Work order » Please repeat the records below exactly, but only from the line that contains "[locate] white sea" onward, ending with the last line.
━━━━━━━━
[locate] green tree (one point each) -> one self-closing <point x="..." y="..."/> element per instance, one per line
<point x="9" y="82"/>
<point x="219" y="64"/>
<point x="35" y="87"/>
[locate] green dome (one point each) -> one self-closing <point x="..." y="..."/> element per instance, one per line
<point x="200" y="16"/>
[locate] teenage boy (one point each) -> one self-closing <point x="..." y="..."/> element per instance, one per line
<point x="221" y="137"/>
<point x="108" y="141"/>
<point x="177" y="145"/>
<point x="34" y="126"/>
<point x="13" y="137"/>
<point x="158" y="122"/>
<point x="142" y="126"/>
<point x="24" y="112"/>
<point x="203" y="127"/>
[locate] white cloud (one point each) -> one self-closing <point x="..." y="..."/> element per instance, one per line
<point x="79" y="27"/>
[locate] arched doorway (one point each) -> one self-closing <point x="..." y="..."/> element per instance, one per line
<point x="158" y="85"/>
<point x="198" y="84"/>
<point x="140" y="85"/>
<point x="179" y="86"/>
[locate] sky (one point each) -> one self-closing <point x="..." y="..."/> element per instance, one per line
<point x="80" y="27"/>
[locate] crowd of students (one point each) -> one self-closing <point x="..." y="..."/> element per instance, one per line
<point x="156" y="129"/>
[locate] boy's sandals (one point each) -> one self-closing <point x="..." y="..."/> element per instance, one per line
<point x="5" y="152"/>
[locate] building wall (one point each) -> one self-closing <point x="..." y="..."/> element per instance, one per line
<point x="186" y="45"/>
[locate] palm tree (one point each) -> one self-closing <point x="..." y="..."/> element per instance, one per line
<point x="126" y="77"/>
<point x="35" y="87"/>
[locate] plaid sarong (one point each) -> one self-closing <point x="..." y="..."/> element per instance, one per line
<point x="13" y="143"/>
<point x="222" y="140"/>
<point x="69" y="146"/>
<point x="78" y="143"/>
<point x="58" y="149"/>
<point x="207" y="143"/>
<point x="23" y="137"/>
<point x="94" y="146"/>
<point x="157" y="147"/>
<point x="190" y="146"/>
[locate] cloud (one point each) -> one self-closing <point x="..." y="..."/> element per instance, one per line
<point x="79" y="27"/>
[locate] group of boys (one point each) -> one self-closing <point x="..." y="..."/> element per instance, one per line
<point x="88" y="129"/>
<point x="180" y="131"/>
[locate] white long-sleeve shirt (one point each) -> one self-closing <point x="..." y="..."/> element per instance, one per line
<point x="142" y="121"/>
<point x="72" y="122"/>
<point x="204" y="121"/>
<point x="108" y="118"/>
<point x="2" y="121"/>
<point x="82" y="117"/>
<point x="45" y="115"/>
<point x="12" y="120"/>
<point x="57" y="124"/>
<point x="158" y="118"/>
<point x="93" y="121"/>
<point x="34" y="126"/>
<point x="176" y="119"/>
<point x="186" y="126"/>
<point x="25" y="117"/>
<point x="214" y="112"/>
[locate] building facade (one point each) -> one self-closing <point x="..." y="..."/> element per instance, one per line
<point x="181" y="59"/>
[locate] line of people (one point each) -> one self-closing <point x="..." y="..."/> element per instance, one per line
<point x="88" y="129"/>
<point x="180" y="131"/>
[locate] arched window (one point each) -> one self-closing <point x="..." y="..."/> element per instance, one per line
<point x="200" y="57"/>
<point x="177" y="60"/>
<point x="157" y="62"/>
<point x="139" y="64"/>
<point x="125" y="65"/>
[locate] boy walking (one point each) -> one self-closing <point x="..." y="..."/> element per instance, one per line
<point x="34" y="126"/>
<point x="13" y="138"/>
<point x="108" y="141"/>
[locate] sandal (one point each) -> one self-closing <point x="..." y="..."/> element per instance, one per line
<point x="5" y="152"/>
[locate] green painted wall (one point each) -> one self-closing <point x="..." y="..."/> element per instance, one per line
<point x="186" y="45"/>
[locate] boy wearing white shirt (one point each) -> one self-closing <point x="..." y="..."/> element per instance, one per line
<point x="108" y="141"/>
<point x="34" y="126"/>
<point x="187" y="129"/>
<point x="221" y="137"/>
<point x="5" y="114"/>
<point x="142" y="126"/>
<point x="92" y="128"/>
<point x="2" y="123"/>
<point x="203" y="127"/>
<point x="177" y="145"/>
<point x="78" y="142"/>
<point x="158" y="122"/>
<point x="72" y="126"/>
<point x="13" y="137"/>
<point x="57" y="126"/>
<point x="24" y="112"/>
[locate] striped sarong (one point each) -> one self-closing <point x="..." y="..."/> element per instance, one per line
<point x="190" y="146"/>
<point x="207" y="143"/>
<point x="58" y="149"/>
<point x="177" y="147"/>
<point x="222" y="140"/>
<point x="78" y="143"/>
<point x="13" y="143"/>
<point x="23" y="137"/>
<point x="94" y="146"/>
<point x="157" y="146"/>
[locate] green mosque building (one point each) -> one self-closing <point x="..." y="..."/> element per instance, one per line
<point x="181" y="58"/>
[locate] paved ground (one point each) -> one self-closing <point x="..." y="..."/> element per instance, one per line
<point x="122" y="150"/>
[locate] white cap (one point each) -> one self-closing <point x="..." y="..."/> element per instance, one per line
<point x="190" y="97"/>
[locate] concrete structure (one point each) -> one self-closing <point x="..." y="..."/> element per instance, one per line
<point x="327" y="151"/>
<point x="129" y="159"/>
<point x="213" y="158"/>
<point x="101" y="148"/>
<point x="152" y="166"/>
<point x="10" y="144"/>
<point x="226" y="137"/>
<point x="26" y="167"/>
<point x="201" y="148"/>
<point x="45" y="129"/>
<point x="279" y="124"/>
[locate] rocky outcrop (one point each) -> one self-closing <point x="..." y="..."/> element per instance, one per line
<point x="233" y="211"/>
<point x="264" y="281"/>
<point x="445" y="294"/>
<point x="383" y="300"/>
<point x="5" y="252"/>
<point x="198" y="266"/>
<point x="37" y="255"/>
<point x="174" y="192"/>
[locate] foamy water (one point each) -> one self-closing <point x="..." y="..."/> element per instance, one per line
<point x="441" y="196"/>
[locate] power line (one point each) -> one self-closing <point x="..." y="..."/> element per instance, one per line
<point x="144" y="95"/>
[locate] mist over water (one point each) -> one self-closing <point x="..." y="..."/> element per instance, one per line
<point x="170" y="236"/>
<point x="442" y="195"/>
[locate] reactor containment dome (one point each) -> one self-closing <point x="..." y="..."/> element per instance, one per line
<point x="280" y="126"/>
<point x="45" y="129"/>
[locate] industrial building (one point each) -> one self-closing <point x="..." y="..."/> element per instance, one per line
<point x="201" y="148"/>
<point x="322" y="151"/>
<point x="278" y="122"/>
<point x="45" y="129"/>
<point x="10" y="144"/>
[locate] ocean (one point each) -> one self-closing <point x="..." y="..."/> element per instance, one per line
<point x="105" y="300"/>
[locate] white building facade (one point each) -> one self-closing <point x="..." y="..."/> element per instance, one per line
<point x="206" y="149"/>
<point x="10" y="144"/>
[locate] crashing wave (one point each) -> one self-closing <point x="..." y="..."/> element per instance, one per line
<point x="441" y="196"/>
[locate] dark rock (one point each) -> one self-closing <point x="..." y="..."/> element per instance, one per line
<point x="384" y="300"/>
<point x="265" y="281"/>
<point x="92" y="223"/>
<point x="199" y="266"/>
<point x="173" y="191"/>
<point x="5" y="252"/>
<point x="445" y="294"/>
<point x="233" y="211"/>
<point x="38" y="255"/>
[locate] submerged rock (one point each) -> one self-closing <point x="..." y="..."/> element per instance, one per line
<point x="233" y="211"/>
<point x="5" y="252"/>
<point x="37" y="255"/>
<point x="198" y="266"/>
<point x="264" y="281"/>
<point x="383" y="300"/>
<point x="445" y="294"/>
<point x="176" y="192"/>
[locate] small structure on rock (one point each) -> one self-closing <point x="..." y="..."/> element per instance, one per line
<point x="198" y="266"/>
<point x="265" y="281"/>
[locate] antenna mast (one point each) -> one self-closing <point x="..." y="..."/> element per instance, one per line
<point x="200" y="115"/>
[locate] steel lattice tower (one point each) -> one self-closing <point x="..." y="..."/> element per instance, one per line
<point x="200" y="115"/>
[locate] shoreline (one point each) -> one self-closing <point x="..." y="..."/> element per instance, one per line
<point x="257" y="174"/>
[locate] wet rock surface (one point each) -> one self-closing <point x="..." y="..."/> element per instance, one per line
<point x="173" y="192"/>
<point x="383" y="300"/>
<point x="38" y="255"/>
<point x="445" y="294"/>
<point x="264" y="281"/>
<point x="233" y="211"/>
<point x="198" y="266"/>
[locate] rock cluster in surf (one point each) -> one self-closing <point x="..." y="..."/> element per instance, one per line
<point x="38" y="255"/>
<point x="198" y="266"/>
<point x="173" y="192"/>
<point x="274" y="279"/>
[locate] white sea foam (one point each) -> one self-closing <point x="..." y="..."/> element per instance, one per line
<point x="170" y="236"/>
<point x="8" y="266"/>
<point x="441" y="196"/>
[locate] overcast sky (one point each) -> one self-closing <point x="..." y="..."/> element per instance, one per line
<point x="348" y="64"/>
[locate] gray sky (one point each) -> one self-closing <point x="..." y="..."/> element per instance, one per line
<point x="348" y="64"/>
━━━━━━━━
Output below »
[locate] white sea foam (one point each) -> one self-closing <point x="..." y="..."/> element per instance, one per line
<point x="170" y="236"/>
<point x="8" y="266"/>
<point x="441" y="196"/>
[locate] overcast sky (one point each) -> one self-closing <point x="..." y="..."/> element per instance, one per line
<point x="348" y="64"/>
[locate] gray sky (one point each) -> one self-closing <point x="..." y="..."/> element per instance, one per line
<point x="348" y="64"/>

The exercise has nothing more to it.